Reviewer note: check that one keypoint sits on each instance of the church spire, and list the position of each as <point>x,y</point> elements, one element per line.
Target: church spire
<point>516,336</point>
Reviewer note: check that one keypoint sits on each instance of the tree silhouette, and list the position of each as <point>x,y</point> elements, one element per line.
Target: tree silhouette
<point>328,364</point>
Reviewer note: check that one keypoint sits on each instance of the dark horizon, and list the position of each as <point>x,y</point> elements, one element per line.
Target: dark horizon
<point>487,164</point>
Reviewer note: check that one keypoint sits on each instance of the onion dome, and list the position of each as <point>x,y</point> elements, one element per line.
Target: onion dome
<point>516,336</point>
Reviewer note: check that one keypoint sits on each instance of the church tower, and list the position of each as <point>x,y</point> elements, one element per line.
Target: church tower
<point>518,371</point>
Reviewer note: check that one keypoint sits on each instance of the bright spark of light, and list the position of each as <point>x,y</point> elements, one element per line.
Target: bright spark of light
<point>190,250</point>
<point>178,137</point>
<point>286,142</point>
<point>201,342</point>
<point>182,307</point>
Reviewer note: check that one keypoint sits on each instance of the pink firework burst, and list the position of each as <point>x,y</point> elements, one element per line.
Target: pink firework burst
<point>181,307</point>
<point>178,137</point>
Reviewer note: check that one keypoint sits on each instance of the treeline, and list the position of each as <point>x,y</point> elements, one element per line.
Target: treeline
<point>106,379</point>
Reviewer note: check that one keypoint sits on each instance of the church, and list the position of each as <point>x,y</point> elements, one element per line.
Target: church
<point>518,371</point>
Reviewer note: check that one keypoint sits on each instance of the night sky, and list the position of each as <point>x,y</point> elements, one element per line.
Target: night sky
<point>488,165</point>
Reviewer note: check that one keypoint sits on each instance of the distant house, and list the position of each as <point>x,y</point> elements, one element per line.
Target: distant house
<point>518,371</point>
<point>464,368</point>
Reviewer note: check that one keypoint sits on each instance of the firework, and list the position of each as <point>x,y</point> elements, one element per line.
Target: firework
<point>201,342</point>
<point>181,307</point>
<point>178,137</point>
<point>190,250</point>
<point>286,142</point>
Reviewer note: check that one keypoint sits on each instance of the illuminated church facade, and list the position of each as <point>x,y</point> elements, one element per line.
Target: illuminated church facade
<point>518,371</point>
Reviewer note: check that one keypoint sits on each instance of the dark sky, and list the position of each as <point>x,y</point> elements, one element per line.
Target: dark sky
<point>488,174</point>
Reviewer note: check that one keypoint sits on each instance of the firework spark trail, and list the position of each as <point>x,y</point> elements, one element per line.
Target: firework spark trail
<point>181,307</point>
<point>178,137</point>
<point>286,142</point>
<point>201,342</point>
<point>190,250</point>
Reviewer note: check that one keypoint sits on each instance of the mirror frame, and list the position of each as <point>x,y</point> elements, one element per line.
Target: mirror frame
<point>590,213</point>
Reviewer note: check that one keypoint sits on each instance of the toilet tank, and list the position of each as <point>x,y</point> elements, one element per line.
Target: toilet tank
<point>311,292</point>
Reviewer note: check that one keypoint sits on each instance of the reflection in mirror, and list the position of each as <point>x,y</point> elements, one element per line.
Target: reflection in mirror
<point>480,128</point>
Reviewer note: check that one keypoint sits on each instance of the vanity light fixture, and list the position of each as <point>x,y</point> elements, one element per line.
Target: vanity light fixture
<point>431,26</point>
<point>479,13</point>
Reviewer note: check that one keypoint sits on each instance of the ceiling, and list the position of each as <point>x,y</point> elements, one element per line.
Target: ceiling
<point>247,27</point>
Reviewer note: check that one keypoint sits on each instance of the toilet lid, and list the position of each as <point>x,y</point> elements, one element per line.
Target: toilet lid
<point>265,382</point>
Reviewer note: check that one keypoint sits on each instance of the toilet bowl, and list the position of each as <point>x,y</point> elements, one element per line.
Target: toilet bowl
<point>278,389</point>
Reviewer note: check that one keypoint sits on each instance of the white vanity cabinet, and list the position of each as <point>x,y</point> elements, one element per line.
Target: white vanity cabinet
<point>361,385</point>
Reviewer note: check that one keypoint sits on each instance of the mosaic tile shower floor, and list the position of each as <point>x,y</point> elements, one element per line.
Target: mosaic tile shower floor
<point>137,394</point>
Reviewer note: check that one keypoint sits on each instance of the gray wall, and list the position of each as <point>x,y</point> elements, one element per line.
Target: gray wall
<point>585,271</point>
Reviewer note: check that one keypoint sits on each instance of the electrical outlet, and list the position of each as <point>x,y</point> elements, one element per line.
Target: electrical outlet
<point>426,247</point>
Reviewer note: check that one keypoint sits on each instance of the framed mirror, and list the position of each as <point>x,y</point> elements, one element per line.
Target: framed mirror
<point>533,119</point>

____

» **WHAT NEEDS TO BE DONE**
Output every record above as a two-column CSV with the header row text,answer. Give one row per record, put each field in double quotes, and replace line breaks inside a field with spaces.

» **CORRECT RESULT**
text,answer
"Reviewer note: check that one keypoint sits on each instance of the church spire, and list the position of each as <point>x,y</point> elements, one element per line. Target: church spire","<point>516,336</point>"
"Reviewer note: check that one keypoint sits on each instance of the tree silhouette, and list the position of each as <point>x,y</point> elements, one element per line. Target: tree silhouette","<point>328,364</point>"
"Reviewer note: check that one keypoint sits on each instance of the dark horizon, and list the position of each as <point>x,y</point> elements, one element per line. Target: dark horizon","<point>487,164</point>"
"Reviewer note: check that one keypoint sits on each instance of the onion dome, and list the position of each as <point>x,y</point> elements, one element per line. Target: onion dome","<point>516,336</point>"
"Reviewer note: check that one keypoint sits on each instance of the church tower, and list the position of each as <point>x,y</point> elements, one element per line. Target: church tower","<point>518,371</point>"
"Reviewer note: check that one keypoint sits on each instance of the bright spark of light, and list the position of each as <point>x,y</point> elements, one element per line. Target: bright spark of light","<point>190,250</point> <point>178,137</point> <point>286,142</point> <point>201,342</point> <point>182,307</point>"
"Reviewer note: check that one keypoint sits on each instance of the pink firework burst, and list the position of each as <point>x,y</point> elements, one element per line. Target: pink firework burst","<point>181,307</point> <point>178,137</point>"
"Reviewer note: check that one keypoint sits on each instance of the treeline, and list the position of each as <point>x,y</point> elements, one element per line. Target: treeline","<point>106,379</point>"
"Reviewer note: check that one keypoint sits on each instance of the church, and list the position of each as <point>x,y</point> elements, one element per line. Target: church","<point>518,371</point>"
"Reviewer note: check that one keypoint sits on each instance of the night sky, and list the position of each as <point>x,y</point> elements, one element per line. Target: night sky","<point>488,165</point>"
"Reviewer note: check that one keypoint sits on each instance of the distant house, and list the position of each as <point>x,y</point> elements, one element per line. Target: distant house","<point>518,371</point> <point>464,368</point>"
"Reviewer note: check that one keypoint sits on each instance of the firework, and list the position of each as <point>x,y</point> elements, one element per line. Target: firework","<point>201,342</point> <point>181,307</point> <point>178,137</point> <point>190,250</point> <point>286,142</point>"
"Reviewer note: check that one keypoint sits on each instance of the illuminated church facade, and list the position of each as <point>x,y</point> elements, one element per line. Target: illuminated church facade","<point>518,371</point>"
"Reviewer note: check that one keypoint sits on each instance of the dark sky, and list the position of each as <point>x,y</point> elements, one element per line. Target: dark sky","<point>488,174</point>"
"Reviewer note: check that one keypoint sits on each instance of the firework spark trail, and list the position of each as <point>x,y</point> elements, one element per line. Target: firework spark trail","<point>181,307</point> <point>178,137</point> <point>286,142</point> <point>201,342</point> <point>190,250</point>"
"Reviewer note: check that one keypoint sits on each instance of the mirror frame, and list the position of each as <point>x,y</point> elements, one element per line. Target: mirror frame","<point>590,213</point>"
"Reviewer note: check that one keypoint sits on each instance of the toilet tank, and list the position of each as <point>x,y</point> elements, one element per line. Target: toilet tank","<point>311,292</point>"
"Reviewer note: check that one keypoint sits on each instance of the reflection in mirror, and list the position of each as <point>x,y</point> elements, one element per line. Target: reflection in mirror","<point>480,128</point>"
"Reviewer note: check that one keypoint sits on each instance of the vanity light fixture, and list the position of each as <point>x,y</point> elements, one element per line. Target: vanity light fixture","<point>431,26</point> <point>479,13</point>"
"Reviewer note: check that one keypoint sits on each instance of the ceiling, and list the position of each as <point>x,y</point> elements, one element per line. Target: ceiling","<point>247,27</point>"
"Reviewer note: check that one keypoint sits on each instance of the toilet lid, and list the position of each as <point>x,y</point> elements, one element per line. Target: toilet lid","<point>265,382</point>"
"Reviewer note: check that one keypoint sits on each instance of the toilet bowl, and list the position of each as <point>x,y</point> elements, one element per line. Target: toilet bowl","<point>278,389</point>"
"Reviewer note: check that one keypoint sits on each instance of the white vanity cabinet, and list the position of each as <point>x,y</point> elements, one element per line. Target: white vanity cabinet","<point>361,385</point>"
"Reviewer note: check that one keypoint sits on each instance of the mosaic tile shower floor, and list the position of each as <point>x,y</point> elements, one element per line. Target: mosaic tile shower floor","<point>137,394</point>"
"Reviewer note: check that one keypoint sits on each instance of the gray wall, and list the position of each as <point>x,y</point> elements, one element per line. Target: gray wall","<point>585,271</point>"
"Reviewer note: check that one keypoint sits on each instance of the electrical outlet, and list the position of each as <point>x,y</point> elements, one element per line. Target: electrical outlet","<point>426,247</point>"
"Reviewer note: check that one keypoint sits on each instance of the framed mirror, and list the position of each as <point>x,y</point> elements, one element per line. Target: framed mirror","<point>533,119</point>"